* [Goal]
Please repeat the part that opens with the line containing "# segment --target black picture frame" and runs through the end of the items, changing "black" to "dark" and leaving everything else the same.

┏━━

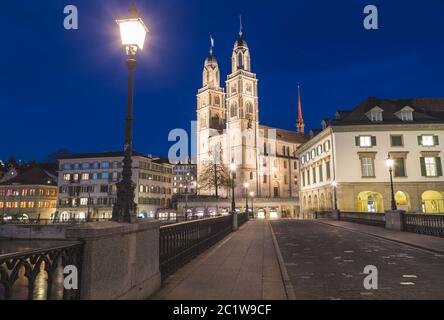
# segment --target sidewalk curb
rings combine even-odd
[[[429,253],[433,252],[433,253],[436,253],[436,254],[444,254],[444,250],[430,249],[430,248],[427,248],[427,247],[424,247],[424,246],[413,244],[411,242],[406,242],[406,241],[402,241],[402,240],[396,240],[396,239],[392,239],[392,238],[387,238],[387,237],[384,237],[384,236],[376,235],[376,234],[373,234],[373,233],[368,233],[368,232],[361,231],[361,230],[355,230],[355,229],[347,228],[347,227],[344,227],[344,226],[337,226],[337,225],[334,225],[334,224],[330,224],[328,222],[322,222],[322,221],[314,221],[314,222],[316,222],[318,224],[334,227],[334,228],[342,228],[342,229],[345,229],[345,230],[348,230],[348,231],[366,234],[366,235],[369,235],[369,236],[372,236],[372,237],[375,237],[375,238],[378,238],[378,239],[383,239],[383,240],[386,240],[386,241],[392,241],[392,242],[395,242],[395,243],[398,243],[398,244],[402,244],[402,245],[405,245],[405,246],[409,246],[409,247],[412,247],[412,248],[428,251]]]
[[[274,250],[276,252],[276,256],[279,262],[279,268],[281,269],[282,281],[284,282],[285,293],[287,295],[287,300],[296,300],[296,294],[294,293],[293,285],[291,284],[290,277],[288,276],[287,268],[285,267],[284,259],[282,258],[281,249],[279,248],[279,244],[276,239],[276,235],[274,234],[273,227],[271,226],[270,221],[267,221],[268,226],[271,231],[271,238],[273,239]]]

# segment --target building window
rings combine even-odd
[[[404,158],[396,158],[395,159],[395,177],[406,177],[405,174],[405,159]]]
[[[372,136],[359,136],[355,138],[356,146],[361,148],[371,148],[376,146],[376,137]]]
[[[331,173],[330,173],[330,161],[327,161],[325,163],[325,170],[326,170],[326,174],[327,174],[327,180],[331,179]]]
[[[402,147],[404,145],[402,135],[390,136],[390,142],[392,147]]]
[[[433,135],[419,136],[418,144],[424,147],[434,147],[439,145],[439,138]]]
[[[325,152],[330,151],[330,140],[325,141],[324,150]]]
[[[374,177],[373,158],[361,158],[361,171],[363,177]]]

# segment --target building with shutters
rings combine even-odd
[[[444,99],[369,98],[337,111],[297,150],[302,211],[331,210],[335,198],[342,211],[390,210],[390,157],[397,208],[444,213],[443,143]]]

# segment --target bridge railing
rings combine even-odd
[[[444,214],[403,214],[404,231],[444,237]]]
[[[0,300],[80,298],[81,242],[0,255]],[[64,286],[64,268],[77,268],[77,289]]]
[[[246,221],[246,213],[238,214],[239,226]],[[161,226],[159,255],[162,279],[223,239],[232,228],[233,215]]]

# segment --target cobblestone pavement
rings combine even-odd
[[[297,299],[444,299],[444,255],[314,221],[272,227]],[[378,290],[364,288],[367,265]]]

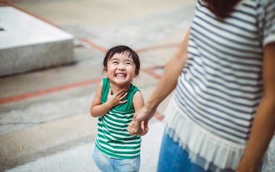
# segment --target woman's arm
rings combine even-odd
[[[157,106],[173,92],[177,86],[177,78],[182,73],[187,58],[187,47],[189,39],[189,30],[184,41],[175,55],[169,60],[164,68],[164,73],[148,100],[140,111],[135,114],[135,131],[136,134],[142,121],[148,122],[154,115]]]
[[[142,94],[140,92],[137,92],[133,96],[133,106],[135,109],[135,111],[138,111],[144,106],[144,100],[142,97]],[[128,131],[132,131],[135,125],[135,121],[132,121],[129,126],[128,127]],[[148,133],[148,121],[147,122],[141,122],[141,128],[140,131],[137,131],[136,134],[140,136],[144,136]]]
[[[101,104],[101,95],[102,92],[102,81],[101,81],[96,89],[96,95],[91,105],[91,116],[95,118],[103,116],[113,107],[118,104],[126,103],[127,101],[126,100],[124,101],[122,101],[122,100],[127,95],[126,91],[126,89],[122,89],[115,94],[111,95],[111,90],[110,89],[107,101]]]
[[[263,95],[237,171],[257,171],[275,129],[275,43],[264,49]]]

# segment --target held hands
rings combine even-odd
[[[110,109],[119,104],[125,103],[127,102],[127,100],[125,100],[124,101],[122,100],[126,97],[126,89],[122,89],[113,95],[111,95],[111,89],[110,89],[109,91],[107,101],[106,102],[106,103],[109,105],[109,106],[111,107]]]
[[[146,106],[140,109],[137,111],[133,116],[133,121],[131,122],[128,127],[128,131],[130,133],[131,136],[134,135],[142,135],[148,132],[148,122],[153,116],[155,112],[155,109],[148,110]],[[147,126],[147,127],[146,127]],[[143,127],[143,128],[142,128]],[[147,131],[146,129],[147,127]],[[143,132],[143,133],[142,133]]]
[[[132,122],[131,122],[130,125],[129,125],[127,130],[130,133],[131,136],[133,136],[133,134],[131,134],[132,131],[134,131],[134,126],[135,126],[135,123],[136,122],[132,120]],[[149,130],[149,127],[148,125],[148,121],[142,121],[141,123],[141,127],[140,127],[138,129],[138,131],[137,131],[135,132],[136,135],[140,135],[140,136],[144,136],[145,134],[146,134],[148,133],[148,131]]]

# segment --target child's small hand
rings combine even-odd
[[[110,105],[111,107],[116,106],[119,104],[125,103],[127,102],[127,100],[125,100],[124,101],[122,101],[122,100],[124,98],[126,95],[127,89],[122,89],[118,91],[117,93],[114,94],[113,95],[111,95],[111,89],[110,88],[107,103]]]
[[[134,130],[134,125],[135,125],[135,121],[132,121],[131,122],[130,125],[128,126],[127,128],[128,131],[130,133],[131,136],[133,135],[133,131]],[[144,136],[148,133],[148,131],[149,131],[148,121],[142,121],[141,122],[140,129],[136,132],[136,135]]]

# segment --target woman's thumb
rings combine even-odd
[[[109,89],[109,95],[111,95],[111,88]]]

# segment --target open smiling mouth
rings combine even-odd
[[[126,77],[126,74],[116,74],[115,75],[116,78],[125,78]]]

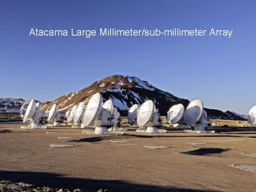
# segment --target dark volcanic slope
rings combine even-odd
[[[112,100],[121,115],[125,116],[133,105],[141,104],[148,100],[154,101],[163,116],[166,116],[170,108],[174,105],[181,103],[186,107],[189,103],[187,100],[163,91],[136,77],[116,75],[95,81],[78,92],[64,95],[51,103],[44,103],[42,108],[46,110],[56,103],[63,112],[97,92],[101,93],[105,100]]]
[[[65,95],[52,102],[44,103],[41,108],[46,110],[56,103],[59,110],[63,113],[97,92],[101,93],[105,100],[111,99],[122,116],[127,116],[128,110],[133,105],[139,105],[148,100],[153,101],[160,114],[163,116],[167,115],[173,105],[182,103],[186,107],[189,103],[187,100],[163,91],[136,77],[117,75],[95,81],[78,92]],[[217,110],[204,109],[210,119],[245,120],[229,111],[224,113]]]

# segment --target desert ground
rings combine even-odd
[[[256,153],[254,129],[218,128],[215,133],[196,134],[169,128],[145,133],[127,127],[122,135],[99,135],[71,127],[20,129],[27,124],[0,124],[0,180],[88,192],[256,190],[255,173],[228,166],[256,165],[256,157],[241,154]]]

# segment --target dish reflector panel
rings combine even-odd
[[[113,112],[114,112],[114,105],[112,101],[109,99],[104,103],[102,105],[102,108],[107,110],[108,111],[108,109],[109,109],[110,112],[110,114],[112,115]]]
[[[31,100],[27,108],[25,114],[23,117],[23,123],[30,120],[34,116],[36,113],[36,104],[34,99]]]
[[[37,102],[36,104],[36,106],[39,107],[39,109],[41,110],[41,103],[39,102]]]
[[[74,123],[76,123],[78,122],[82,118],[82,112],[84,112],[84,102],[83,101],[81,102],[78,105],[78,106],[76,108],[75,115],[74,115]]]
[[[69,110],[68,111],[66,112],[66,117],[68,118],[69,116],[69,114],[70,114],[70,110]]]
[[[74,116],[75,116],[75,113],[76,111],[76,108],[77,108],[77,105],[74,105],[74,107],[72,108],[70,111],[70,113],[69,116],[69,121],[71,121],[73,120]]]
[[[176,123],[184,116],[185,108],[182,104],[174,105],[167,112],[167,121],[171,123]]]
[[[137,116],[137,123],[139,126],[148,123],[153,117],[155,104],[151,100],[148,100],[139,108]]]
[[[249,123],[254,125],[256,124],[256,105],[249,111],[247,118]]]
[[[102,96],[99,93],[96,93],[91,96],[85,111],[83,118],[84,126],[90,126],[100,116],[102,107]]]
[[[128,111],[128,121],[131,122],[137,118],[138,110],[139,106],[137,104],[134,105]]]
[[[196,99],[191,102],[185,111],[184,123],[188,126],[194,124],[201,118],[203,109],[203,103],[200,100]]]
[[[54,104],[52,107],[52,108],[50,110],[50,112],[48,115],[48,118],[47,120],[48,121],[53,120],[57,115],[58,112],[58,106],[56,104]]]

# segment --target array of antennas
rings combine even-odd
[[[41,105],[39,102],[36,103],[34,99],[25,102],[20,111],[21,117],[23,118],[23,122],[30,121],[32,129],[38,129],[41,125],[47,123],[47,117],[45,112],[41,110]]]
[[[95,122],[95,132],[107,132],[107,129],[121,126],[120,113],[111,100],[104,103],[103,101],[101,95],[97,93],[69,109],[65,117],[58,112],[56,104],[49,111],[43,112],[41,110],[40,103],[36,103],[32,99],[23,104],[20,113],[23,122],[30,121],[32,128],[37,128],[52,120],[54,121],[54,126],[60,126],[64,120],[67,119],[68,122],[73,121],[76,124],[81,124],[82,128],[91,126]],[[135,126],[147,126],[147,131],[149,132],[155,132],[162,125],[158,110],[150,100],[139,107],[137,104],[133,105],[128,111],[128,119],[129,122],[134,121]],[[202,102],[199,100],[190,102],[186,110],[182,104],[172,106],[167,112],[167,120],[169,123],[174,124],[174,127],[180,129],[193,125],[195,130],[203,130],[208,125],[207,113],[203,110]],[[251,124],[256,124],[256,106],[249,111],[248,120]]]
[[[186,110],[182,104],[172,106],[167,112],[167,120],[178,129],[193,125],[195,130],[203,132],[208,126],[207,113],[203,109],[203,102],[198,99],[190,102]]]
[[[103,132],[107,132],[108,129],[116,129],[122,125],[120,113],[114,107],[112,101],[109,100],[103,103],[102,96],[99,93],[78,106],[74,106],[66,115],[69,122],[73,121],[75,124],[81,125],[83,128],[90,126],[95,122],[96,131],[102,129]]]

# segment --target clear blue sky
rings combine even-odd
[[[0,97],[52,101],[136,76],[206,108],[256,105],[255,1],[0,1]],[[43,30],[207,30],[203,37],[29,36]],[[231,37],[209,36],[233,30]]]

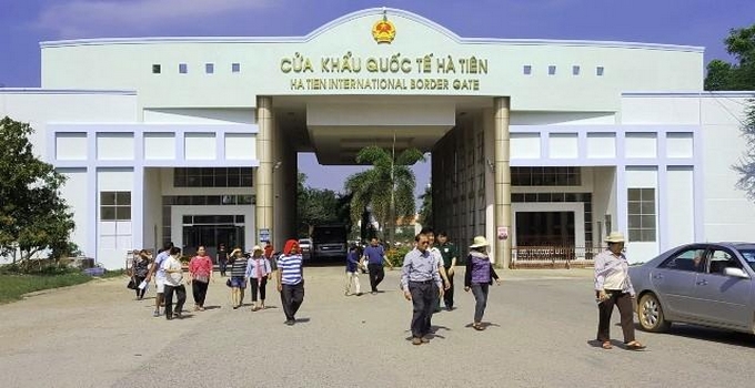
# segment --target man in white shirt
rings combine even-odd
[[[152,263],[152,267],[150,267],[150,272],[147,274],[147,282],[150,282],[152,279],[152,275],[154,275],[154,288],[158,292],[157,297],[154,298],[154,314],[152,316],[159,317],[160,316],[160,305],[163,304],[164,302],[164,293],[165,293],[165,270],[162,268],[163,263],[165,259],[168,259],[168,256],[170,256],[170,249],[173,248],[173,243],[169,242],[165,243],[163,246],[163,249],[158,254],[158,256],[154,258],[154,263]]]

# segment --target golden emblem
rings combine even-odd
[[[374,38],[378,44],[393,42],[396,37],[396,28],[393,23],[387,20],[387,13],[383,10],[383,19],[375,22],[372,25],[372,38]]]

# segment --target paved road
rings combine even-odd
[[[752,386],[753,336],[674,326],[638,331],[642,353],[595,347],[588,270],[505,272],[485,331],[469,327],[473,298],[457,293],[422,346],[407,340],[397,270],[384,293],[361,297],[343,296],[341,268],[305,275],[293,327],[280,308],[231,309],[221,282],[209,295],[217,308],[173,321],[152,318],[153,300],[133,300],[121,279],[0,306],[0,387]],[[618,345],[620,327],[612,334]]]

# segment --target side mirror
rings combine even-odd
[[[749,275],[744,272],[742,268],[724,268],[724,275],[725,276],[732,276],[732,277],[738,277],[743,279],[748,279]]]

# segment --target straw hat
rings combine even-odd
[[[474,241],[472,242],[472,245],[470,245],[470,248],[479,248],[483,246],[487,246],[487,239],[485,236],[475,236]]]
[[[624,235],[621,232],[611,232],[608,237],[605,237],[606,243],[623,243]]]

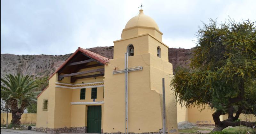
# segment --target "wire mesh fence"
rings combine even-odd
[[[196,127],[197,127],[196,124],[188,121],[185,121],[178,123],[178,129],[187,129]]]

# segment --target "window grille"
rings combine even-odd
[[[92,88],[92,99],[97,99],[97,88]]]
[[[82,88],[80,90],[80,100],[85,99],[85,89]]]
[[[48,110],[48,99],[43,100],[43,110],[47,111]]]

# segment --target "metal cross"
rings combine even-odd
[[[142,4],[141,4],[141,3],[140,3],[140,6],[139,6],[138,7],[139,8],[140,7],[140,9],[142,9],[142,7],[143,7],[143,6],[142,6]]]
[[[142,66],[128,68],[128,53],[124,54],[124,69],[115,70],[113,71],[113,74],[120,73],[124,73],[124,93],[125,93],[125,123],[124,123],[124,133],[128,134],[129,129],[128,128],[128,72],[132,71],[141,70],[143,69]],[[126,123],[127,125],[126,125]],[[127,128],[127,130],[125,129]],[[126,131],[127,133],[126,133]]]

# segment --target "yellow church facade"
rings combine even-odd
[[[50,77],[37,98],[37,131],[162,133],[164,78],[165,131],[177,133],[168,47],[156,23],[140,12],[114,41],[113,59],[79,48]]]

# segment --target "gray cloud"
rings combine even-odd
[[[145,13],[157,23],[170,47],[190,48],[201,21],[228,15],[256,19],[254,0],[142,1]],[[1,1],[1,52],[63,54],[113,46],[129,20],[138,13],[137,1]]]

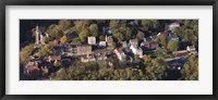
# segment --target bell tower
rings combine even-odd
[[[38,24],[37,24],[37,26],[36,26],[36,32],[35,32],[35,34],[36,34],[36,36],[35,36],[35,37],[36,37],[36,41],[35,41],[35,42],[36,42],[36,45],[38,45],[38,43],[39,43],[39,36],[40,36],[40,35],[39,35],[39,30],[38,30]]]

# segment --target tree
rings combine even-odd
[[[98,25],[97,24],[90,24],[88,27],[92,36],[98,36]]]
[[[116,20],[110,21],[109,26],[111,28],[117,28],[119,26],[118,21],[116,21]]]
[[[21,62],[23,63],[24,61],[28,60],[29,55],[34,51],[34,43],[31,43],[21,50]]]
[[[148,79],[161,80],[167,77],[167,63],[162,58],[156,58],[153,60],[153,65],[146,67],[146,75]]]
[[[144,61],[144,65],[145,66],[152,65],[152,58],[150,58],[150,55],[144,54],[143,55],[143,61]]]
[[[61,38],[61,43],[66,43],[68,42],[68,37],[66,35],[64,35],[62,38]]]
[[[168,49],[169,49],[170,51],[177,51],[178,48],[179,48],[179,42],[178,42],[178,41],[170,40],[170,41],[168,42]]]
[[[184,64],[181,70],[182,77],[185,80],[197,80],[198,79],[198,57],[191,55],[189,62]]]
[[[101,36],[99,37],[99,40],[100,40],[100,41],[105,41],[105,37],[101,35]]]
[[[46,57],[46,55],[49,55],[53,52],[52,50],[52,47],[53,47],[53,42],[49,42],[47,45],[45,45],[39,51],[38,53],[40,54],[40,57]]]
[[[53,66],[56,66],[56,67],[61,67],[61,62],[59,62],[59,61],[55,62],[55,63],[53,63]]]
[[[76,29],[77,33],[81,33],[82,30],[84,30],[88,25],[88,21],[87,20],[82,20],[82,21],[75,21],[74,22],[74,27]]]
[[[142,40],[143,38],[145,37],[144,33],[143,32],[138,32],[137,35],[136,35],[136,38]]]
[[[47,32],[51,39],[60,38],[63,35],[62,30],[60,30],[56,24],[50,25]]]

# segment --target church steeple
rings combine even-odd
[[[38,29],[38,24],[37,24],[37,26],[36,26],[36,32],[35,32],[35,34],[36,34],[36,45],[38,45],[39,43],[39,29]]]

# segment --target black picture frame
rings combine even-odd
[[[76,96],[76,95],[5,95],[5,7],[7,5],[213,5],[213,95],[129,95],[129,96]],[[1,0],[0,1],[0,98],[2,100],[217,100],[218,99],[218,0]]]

┗━━

* [Full solution]
# segment --target dark picture frame
rings combine even-odd
[[[76,96],[76,95],[5,95],[5,7],[7,5],[213,5],[213,95],[129,95],[129,96]],[[1,0],[0,1],[0,98],[2,100],[217,100],[218,99],[218,0]]]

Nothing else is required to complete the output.